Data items
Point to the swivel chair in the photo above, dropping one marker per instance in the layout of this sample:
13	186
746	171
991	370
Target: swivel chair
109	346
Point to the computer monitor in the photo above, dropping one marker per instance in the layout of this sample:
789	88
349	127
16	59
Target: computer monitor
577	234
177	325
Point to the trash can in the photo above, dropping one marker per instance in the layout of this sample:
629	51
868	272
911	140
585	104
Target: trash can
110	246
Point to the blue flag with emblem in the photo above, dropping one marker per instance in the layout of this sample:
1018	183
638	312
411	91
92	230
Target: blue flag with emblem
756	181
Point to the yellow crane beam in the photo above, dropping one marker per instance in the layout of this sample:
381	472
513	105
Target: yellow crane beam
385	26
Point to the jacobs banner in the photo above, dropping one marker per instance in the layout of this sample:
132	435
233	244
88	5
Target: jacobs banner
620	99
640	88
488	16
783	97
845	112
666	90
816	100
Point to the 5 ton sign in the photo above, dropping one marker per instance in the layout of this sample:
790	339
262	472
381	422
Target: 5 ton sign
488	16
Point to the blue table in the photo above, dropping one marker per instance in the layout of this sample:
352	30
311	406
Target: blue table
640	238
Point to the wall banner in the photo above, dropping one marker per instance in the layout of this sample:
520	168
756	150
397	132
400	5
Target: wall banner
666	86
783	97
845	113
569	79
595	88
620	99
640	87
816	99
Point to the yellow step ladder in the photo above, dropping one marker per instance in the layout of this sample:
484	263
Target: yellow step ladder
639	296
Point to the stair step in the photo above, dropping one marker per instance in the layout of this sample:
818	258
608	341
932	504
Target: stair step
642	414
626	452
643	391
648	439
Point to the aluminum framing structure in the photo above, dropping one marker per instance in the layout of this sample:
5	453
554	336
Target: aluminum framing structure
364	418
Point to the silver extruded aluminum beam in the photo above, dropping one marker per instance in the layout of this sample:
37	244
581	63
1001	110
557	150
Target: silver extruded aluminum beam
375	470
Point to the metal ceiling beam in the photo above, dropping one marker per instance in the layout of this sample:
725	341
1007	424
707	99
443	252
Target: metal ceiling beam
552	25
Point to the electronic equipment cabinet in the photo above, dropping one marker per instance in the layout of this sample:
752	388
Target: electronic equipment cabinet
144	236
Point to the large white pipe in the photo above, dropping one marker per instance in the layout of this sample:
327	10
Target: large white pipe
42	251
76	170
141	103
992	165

Exercise directions.
Reproduce the entire listing, substituting "Object" for every occurrence of "Target" and leaving all other text unchanged.

Task response.
Point to the swivel chair in the photo above, dropping one marker per instance in the layout of this sample:
13	186
746	171
991	370
Object: swivel chair
109	346
Point to the computer monitor in the photo above, dropping one marker per instance in the layout of this sample:
789	88
349	127
16	59
Object: computer monitor
577	234
177	325
Point to the trash can in the photo above, dropping one marker per instance in the layout of this sample:
629	51
868	272
911	140
585	104
Object: trash can
110	246
Point to the blue flag with emblem in the photo above, dropping one marker per instance in the layout of this sample:
1018	183
638	312
411	91
92	230
Object: blue flag with emblem
756	181
Point to the yellow crane beam in the photo above, dropping one marker per instance in the layout of this sample:
381	472
513	105
Object: yellow crane beam
385	26
Point to the jacobs banner in the photo above, dropping one marker per instance in the layout of this sample:
132	435
233	244
88	5
Object: jacobs banner
620	99
640	88
488	16
783	97
845	112
666	90
816	100
Point to the 5 ton sign in the photo above, dropping one marker per instance in the layout of this sample:
790	339
262	472
381	422
Object: 5 ton sign
488	16
Point to the blue table in the photo above, dropping one marker per instance in the layout of this sample:
352	30
311	406
Object: blue table
640	238
Point to the wall banner in the photo above, dropping one marker per instance in the layout of this sample:
520	168
756	150
397	132
400	5
Object: wall banner
666	86
783	97
845	113
569	79
595	88
620	99
640	87
816	99
Point to the yellow step ladder in the photo above, dropping one marker per instance in the layout of this sample:
484	263
Object: yellow step ladder
639	296
Point to the stair step in the photo above, dropping one marker per instance in the layout of this sample:
818	258
608	341
932	504
Object: stair step
642	414
626	452
643	391
648	439
Point to the aluminum framing structure in the photo above, dropping one marker per instance in the layout of this sample:
5	453
554	336
Object: aluminum framing structure
364	418
Point to the silver extruded aluminum beam in the photo above, dropping one marker per instance in the layout of this sample:
37	244
581	63
1001	110
557	150
Object: silver extruded aluminum beam
375	470
Point to the metal ceiling beam in the photo above, dropping one marker per instance in the layout of this sample:
725	341
1007	424
707	99
443	252
Object: metal ceiling beam
552	25
Point to the electronic equipment cabinet in the photo above, dropping one marker per instance in the layout of this sample:
752	388
Object: electronic equipment cabinet
144	236
Point to the large white pipe in the photo above, dropping one marker per instance in the layout of this sample:
327	10
Object: large white pipe
42	251
76	170
141	103
992	165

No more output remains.